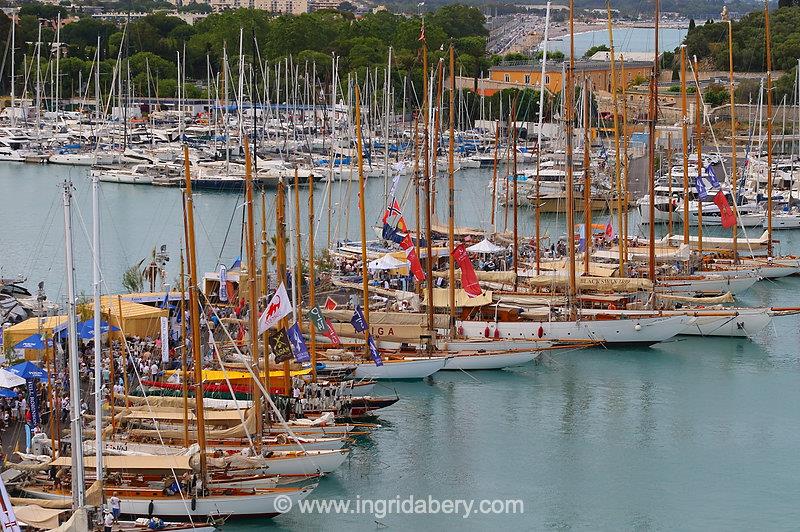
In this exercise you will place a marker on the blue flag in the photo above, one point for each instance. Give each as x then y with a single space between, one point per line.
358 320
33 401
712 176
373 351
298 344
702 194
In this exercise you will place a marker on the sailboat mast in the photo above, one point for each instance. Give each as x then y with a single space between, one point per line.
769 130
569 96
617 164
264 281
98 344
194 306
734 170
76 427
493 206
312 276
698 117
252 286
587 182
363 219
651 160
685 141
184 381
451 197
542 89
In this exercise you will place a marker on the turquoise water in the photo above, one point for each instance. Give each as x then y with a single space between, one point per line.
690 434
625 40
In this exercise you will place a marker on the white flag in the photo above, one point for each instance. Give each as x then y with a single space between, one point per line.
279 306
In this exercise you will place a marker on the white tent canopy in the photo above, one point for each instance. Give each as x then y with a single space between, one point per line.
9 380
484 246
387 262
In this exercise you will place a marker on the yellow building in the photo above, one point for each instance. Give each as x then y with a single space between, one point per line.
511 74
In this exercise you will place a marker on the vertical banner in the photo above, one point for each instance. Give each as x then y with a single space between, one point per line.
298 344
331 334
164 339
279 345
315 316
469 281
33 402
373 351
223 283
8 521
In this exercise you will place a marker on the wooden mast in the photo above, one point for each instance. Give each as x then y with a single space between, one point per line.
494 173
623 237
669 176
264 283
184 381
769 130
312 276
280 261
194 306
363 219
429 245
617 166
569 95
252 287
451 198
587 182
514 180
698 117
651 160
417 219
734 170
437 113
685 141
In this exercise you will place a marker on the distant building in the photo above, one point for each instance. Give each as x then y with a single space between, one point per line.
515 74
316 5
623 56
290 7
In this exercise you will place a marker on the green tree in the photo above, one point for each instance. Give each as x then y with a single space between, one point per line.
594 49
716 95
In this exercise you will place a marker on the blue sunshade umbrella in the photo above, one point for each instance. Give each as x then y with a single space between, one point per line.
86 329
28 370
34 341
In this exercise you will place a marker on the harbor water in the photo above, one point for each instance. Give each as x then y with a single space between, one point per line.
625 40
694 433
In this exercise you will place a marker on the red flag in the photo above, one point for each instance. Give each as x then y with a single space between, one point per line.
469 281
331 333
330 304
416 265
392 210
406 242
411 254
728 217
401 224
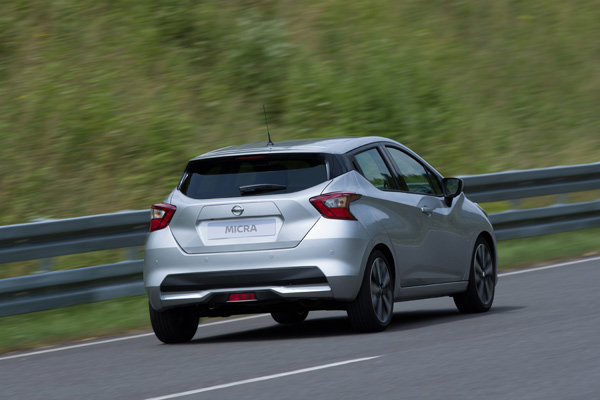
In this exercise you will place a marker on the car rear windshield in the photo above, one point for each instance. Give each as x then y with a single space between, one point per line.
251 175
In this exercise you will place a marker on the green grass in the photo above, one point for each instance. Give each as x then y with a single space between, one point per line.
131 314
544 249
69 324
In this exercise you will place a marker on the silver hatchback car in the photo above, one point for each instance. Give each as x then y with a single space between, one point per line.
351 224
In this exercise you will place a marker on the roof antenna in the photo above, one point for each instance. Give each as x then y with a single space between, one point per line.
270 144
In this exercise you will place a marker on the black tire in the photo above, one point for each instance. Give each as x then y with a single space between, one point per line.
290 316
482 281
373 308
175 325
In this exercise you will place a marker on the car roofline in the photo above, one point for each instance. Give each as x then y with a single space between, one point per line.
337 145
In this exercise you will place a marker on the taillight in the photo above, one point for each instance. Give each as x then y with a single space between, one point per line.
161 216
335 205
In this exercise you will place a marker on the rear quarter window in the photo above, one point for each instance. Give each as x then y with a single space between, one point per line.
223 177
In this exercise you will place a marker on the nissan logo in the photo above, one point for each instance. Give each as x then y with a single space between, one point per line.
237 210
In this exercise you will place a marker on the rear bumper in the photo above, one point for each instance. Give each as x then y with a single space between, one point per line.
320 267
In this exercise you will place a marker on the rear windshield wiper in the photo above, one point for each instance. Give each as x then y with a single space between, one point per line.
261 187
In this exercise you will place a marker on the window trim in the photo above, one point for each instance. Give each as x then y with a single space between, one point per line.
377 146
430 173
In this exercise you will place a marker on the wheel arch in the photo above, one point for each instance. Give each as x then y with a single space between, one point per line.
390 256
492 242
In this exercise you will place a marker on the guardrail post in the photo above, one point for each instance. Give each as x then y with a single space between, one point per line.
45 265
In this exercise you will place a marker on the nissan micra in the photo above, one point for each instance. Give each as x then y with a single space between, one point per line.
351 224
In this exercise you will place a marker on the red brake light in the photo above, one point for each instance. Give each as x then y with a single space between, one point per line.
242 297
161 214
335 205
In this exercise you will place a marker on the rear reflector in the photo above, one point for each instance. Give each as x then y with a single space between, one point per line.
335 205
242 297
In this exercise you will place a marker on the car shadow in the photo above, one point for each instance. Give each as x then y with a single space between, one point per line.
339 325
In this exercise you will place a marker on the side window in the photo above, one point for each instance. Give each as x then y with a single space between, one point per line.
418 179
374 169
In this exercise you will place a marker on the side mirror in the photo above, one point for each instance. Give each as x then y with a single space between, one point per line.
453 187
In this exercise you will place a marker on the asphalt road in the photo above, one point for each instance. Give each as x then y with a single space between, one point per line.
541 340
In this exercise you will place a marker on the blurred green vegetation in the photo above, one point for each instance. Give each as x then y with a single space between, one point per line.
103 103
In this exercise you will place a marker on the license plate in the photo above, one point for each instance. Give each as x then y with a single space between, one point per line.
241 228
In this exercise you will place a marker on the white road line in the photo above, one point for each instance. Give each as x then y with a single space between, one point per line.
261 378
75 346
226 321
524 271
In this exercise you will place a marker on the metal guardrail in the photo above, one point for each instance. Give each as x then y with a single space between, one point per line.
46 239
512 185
###
■ Exercise brief ■
Write out the entries above verbatim; the pictures do not belong in your copy.

■ The solution ■
In this exercise you will place a marker on the blue flag in the photo above, one point for each instance. Give each as x then y with a single space between, one point per line.
358 320
33 401
712 176
373 351
298 344
702 194
In this exercise you will place a marker on the sailboat mast in the photo above, one point for each instance. Give each as x then y with a single space between, one point per line.
769 130
569 96
617 164
264 281
98 344
194 306
734 170
76 427
493 206
312 276
698 117
252 286
587 182
363 219
651 160
685 141
184 381
451 197
542 89
In this exercise you will place a marker on the turquoise water in the photo above, one point for each instance. Give each as x then y with a single space between, one point per line.
690 434
625 40
In this exercise you will place a marker on the white flag in the photo above, one point for each instance. Give each as x then y with a single space between, one point per line.
279 306
In this exercise you will place a marker on the white tent canopy in the photo above, one point for each instance. Give each as x then y with a single space between, one point per line.
9 380
484 246
387 262
In this exercise you will place a marker on the yellow building in the photo above, one point for each instance. Give each as x then y with a single space between, one point per line.
511 74
In this exercise you will place a marker on the vertical banner in the photo above, one point for each instance. Give each as x then y with a single space between, one point per line.
298 344
331 334
164 339
279 345
315 316
469 281
33 402
373 351
223 283
8 521
In this exercise you will place a marker on the wooden mast in the photo above, one point for each instance. Give each as x then y with a single space between, one point per line.
494 173
623 237
669 176
264 283
184 381
769 130
312 276
280 261
194 306
363 219
429 245
617 166
569 95
252 287
451 198
587 182
514 180
698 117
651 160
417 219
734 170
437 113
685 141
In this exercise you will place a marker on the distant building in the photo above, one point for each instance. Give each as x then y with a single space between, one point per line.
515 74
316 5
623 56
290 7
In this exercise you will place a marker on the green tree in the photo above, one point for each instance. Give each as x then y with a single space between, one point per line.
594 49
716 95
In this exercise you will place a marker on the blue sunshade umbrella in the photo above, one point for each instance. Give each as x then y with a single space between, one point per line.
86 329
28 370
34 341
In this exercise you will place a marker on the harbor water in the photo above, one point for each instance. Give each as x then y with a single space between, one point per line.
625 40
694 433
In this exercise you will place a marker on the red flag in the photo above, one point for each instance. Give each as x then y with a single space between, one point per line.
469 281
331 333
330 304
416 265
392 210
406 242
411 254
728 217
401 224
In this exercise you will place a marker on the car rear windshield in the photo above, one point for each instance. Give each as x then y with a single space between, one point per line.
251 175
In this exercise you will place a marker on the green grass in the photo above, one point for each instance. Give each as x then y with a single space between, one point per line.
131 314
544 249
69 324
In this exercise you will place a marker on the silver hatchback car in the photo above, one point for each instance. Give each as x then y with a single space between, one point per line.
351 224
In this exercise you will place a marker on the roof antenna in the photo above, one point for each instance. Give each as x then y with a single space between, one point per line.
270 144
In this exercise you will place a marker on the black tire in the photo above, one point for each instance. Give each as x then y with a single space between, one point per line.
290 316
482 281
373 308
175 325
In this exercise you will place a marker on the car roofline in the photo above, one point for each instance. Give each as x then y with a single space between, one point per line.
337 145
In this exercise you will place a marker on the taillight in the photo above, one point for each instance. Give each as x then y with a single space between, one point per line.
161 216
335 205
In this exercise you will place a marker on the rear quarter window in the photo above, one point for each instance. Give each as x then y with a single space between, one point per line.
223 177
In this exercise you will place a marker on the nissan logo in the photo above, one point for each instance. Give each as x then y with a single space between, one point per line.
237 210
In this exercise you will place a marker on the rear bumper in the photo above, one point for each instance. Give each as x then y with a single space between, one point per line.
320 267
In this exercise you will place a marker on the rear windshield wiper in the photo above, one point for each instance. Give each as x then y with a single space between, one point per line.
261 187
In this exercise you will place a marker on the window trim in the photo above, one point for each instance. Give each as x then y with a single space between, one point per line.
377 146
430 173
In this exercise you will place a marker on the wheel arch in the photo above, one point for each instance. Give each as x then y with a single space between, one point per line.
390 256
492 242
In this exercise you will place a marker on the guardrail post in the photo above, one point for each instance. Give each as x then y with a single space between, one point per line.
45 265
In this exercise you will place a marker on the nissan micra in the photo above, one point for each instance. Give each as x then y with a single space between, one point per line.
351 224
In this exercise you will place a marker on the red brake light in the photo above, one point for each instance. Give each as x then y with a single space between, one point per line.
242 297
161 214
335 205
In this exercise you will place a marker on the rear reflector in the photo above, one point for each instance. Give each as x then y with a single space between, one point per line.
335 205
242 297
In this exercise you will place a marker on the car shadow in the photo above, one point for each instance. Give each as x then y with a single space between, one point per line.
339 325
In this exercise you will place a marker on the side window in the photo above, one point for each instance. Give each as x then y with a single space between, one point per line.
418 179
374 169
In this exercise you will place a marker on the side mirror in the photo above, one point for each instance. Give each as x then y with a single space between, one point per line.
453 187
In this exercise you will place a marker on the asphalt road in the photo above, one point for each instance. Give each as x then y with a single space between, one point per line.
541 340
In this exercise you will place a marker on the blurred green vegetation in the photo above, one point for each instance. Give each as x then y with a single space between, one point per line.
103 103
In this exercise you will place a marker on the license plate in the photo above, one point for each instance. Give each as x then y with a single space between, one point per line.
241 228
In this exercise you will place a marker on the white road line in the photo above, one point for each instance. Give each as x then y with a single space between, one point per line.
261 378
75 346
226 321
524 271
In this exercise you will place a marker on the metal guardrail in the photo above, one point for each instance. Give each as x then y with a single space between, one point per line.
46 239
512 185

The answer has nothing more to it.